Stated problem
Rewrite the material from its start through the line containing "217 21 1130 781", including the requests, and multiply every bounding-box coordinate in the answers by 0.35, rounding to whole numbers with halves rounded up. Leave the numbers in the requests and their sample lines unchanged.

==== Dataset entries ====

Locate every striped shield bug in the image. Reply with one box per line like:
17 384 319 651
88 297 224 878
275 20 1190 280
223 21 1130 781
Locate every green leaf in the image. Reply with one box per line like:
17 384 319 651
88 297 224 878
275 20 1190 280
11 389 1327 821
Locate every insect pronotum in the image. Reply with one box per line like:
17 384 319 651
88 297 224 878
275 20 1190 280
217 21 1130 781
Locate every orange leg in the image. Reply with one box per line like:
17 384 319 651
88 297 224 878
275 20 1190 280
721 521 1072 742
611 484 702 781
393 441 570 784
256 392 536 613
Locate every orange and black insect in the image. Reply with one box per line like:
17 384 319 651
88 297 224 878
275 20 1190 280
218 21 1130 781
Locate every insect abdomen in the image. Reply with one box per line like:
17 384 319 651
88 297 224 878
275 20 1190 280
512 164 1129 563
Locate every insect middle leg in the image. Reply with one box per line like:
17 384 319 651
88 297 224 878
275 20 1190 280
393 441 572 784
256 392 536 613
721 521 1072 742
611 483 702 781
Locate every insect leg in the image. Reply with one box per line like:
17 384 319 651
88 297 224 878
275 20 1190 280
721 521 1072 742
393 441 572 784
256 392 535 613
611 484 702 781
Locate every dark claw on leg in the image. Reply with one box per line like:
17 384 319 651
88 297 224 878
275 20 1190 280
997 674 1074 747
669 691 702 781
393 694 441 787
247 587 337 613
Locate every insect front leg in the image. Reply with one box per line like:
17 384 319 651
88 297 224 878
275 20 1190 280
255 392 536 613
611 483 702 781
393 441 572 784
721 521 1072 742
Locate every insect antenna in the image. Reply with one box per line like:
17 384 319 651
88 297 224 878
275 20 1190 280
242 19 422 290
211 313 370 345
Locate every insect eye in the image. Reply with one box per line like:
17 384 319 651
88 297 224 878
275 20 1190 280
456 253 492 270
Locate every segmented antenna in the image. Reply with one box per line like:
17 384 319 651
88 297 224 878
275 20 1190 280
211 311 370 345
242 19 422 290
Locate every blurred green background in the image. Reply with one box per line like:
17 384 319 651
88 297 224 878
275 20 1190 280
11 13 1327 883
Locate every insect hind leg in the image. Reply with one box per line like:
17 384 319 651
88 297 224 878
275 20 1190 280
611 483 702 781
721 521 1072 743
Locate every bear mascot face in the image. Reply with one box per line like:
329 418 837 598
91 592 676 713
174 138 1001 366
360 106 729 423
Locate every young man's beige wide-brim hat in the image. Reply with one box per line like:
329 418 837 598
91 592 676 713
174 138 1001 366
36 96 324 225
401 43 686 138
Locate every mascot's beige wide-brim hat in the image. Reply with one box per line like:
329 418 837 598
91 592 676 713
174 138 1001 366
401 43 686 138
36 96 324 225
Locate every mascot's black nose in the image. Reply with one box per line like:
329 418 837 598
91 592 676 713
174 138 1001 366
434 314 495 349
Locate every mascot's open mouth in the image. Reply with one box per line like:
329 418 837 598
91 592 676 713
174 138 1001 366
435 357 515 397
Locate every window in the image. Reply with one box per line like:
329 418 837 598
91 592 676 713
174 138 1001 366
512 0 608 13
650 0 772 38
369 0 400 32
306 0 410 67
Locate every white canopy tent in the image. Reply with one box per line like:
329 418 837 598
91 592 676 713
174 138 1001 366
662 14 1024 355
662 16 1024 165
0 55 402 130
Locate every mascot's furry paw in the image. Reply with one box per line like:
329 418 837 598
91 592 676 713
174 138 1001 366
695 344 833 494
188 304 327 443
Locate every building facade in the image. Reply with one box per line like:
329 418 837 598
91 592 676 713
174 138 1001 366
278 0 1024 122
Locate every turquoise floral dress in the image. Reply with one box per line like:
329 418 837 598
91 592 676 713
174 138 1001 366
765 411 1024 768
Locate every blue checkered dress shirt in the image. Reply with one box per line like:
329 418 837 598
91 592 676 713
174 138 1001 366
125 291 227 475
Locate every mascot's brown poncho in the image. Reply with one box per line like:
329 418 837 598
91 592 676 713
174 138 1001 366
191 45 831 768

====

Finished answer
Locate every striped shield bug in the image. Reply with one box per line like:
17 384 319 651
88 297 224 878
275 20 1190 280
78 7 396 273
Locate every green leaf in the image. Reply with one box per line like:
17 384 319 651
88 297 224 878
275 20 1190 280
4 136 464 287
Locate every insect pronotum in the image. Reply with one box per line like:
17 384 319 651
88 297 224 878
275 20 1190 280
76 7 396 273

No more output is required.